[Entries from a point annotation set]
============================================================

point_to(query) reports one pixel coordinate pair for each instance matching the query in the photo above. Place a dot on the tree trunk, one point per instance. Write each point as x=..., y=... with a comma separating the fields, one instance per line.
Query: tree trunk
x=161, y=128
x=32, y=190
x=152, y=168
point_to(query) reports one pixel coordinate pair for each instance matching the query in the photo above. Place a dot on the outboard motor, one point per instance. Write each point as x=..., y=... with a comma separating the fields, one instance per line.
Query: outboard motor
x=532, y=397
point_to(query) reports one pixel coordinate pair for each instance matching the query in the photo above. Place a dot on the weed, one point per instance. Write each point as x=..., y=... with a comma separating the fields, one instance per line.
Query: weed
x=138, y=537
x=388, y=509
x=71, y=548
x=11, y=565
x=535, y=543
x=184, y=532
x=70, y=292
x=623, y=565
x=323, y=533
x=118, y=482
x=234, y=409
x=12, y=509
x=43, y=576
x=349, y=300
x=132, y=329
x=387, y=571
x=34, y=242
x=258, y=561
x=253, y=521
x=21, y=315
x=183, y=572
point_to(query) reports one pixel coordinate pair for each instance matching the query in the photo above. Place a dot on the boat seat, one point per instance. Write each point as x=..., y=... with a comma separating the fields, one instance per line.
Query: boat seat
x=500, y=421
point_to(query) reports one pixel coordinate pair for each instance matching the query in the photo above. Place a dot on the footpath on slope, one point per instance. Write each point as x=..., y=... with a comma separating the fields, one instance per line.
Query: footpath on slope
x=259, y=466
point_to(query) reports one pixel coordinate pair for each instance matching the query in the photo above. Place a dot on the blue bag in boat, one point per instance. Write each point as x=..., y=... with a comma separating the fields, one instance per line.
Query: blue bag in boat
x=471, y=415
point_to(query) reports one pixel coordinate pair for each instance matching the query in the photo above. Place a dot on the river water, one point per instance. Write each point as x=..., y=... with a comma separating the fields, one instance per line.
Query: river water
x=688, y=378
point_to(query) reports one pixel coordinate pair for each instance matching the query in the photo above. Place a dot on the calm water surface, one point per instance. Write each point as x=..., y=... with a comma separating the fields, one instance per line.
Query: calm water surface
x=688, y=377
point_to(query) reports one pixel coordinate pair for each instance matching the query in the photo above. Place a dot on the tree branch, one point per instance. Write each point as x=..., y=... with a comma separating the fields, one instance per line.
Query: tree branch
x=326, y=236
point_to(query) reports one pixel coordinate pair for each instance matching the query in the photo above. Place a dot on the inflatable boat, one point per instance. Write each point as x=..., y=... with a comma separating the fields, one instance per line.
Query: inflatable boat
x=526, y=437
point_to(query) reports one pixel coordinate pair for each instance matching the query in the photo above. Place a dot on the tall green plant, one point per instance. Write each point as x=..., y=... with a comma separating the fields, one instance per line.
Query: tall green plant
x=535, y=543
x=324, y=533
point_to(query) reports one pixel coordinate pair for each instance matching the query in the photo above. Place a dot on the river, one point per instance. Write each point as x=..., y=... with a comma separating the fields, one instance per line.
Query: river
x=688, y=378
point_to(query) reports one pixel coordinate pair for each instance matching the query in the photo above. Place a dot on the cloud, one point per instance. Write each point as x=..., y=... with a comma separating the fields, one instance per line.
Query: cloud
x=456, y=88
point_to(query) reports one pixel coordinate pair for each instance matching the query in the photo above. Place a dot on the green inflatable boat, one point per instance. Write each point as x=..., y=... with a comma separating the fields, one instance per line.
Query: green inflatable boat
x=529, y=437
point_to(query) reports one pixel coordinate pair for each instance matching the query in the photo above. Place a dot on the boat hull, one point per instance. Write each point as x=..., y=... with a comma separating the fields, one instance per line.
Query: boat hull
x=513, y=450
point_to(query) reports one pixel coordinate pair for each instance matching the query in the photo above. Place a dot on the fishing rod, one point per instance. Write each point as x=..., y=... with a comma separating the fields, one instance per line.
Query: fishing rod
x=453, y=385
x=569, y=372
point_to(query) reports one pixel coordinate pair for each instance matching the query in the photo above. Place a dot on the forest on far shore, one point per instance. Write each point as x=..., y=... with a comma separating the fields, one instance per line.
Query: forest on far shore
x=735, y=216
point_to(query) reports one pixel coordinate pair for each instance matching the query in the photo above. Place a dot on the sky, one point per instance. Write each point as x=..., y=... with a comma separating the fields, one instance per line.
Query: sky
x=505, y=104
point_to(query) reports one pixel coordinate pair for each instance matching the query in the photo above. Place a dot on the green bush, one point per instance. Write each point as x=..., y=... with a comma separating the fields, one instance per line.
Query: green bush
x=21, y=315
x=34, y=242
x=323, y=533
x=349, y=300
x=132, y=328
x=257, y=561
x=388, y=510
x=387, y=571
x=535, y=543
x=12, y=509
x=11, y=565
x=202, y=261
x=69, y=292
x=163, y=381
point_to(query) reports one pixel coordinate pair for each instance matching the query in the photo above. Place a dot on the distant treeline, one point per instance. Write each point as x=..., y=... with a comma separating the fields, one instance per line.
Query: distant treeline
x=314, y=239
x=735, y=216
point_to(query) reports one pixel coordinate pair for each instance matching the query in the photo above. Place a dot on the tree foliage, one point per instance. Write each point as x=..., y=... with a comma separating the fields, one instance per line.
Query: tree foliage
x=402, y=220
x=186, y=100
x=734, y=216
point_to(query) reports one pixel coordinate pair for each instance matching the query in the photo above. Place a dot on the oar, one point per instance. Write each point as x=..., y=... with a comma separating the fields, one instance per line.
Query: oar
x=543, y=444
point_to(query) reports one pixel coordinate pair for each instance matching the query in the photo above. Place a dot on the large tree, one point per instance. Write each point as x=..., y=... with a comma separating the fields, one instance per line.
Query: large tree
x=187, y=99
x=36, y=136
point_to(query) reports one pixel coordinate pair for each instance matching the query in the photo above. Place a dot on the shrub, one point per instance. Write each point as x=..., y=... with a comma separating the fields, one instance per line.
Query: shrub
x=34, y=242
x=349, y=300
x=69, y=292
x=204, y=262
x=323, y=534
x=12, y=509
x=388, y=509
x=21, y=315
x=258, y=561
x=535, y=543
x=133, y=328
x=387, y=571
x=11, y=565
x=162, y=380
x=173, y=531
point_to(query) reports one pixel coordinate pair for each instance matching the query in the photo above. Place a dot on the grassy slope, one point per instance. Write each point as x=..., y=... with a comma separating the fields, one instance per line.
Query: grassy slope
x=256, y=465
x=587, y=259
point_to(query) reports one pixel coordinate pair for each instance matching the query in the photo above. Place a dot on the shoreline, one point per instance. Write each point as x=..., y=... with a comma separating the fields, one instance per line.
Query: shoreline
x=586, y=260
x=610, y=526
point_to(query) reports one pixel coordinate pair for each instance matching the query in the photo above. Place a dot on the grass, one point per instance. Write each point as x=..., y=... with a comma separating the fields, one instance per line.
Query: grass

============================================================

What is expected: Give the stretch of the items above as a numbered list, from the line containing "on the grassy" through the end of the items, leaving out blank lines.

Task answer:
1. point_to(query) reports one pixel coordinate pair for each instance matching the query in the photo above. Place a dot on the grassy slope, one point per instance. Write each point as x=..., y=... with a comma separating the fields, one instance per line.
2. Query: grassy slope
3. x=256, y=465
4. x=587, y=259
5. point_to(query) reports one pixel coordinate pair for each instance matching the query in the photo above. Place a dot on the shoreline, one point per instance. Write each point as x=..., y=... with a comma separating the fields, one instance per line.
6. Query: shoreline
7. x=586, y=260
8. x=610, y=526
9. point_to(query) reports one pixel coordinate pair for each instance matching the query in the photo above. Place a dot on the grass, one point per instance. Write each point as x=..., y=... with a comma separating the fields, one instance per line.
10. Query: grass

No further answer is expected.